OBJECT AND SUMMARY OF THE INVENTIONThe fuel injection apparatus according to the invention has the advantage over the prior art that the supply phase, that is, the period of time during which fuel is pumped into the injection lines, is followed by a scavenging phase. In this scavenging phase, which also encompasses the remaining compression stroke of the pump piston, the pump work chamber is continuously filled with fuel via the electrically actuatable valve and, if needed, via the relief line. At the instant of the onset of the metering of fuel into the pump work chamber during the intake stroke of the pump piston, balanced pressure conditions thus prevail, so that with a sufficiently large metering cross section at the valve, the opening period of the valve with respect to the rpm or the opening phase over a predetermined length of pump piston intake stroke is a precise standard for the fuel injection quantity. Since during the scavenging period, for instance following the supply stroke of the pump piston, the electrically actuatable metering valve is already opened, the only factor now affecting the precision of the result of metering is the closing time of the magnetic valve. Only this closing time needs to be controlled precisely. With the provision according to the invention, the further opportunity is also provided, in a fuel injection pump of the general type described at the outset above, of compensating in a simple manner for the varying conditions existing at variable instants of injection.

▸ **Source data**:
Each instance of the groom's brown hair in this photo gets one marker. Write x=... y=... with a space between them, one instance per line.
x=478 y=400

▸ **Stated problem**:
Decide whether each statement agrees with the fuel injection text, answering yes or no and quoting the deciding words: (a) the scavenging phase comes after the supply phase; (b) during the scavenging phase, fuel reaches the pump work chamber only through the relief line; (c) the closing time of the magnetic valve is the only thing that must be controlled precisely.

▸ **Complete output**:
(a) Yes: "the supply phase, that is, the period of time during which fuel is pumped into the injection lines, is followed by a scavenging phase"
(b) No: "the pump work chamber is continuously filled with fuel via the electrically actuatable valve and, if needed, via the relief line"
(c) Yes: "Only this closing time needs to be controlled precisely."